* _Text excerpt_
_ _ _ _ _
I ran out of water today on a dry, 13-mile ridge with five peaks. It made for a long day. Now I’m camped out with about 20 other people at the first available site. I have to do 66 miles in the next three days.
September 19-25: Epilogue Part II
I made it to the entrance of Baxter State Park on schedule; my mother had ordered me a cab and informed the guy to give me $30 bucks cash when he picked me up. The remainder of the wilderness was great, though I had to take note of some of the better spots so that I can come back and see them when I’m not trying to do 30 miles in a day. The trail stays pretty low, with lots of rivers and lakes; a few places it actually followed beaches. I saw a giant bull moose, which was scared of me for some reason and took off running into the woods.
The final climb up Mt. Katadhin with my father was easily the best day of my life, not just because of the significant achievement it represented, but because the walk and the weather and our timing (We got to the top after the crowds; we had the summit to ourselves) were nothing short of spectacular. There isn’t another mountain on the trail that even compares to Katahdin. You pretty much have to see it. I smoked a cigar at the top and finished off the day by eating an entire lobster.
As I’m typing all this up eight months later, I still don’t really have a simple summary statement of all this, other than ‘worth the walk’.
_ _ _ _ _
* _Stored data_

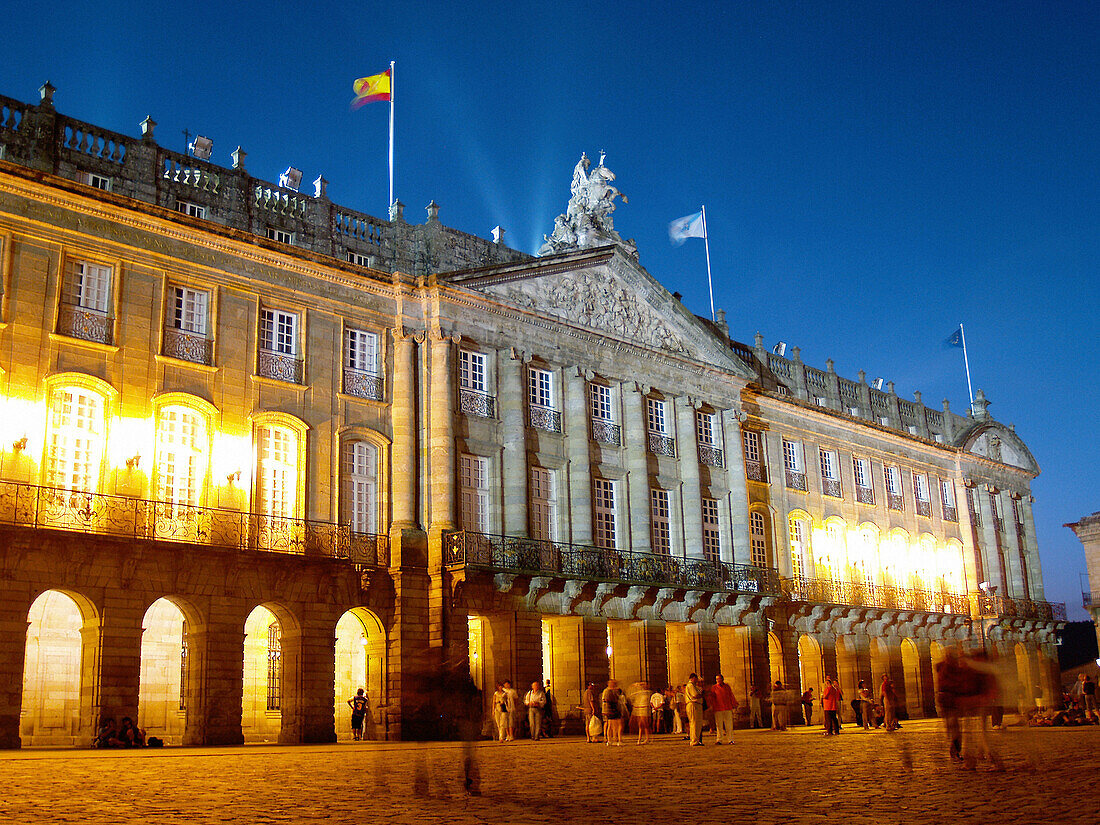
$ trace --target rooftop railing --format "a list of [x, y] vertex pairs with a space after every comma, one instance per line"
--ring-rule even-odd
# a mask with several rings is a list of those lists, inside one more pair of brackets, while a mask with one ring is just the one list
_ _ _ _ _
* _Job 1_
Rewrite the hiking journal passage between "The final climb" and "an entire lobster.", inclusive, swapping "cigar" for "pipe".
* _Job 2_
According to the hiking journal, what did the writer eat to finish off the day of the Katahdin climb?
Answer from the hiking journal only, not from the data.

* _Worked answer 1_
The final climb up Mt. Katadhin with my father was easily the best day of my life, not just because of the significant achievement it represented, but because the walk and the weather and our timing (We got to the top after the crowds; we had the summit to ourselves) were nothing short of spectacular. There isn’t another mountain on the trail that even compares to Katahdin. You pretty much have to see it. I smoked a pipe at the top and finished off the day by eating an entire lobster.

* _Worked answer 2_
An entire lobster.